--- start of The input ---
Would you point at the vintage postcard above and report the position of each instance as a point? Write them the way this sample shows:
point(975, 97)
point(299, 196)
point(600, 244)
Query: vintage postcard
--- end of The input ---
[Exercise instructions]
Copy the listing above line for line, keeping every word, number and mark unchanged.

[Solution]
Would you point at the vintage postcard above and report the position of each instance as a point? Write them the way this sample shows:
point(975, 97)
point(299, 196)
point(600, 244)
Query: vintage postcard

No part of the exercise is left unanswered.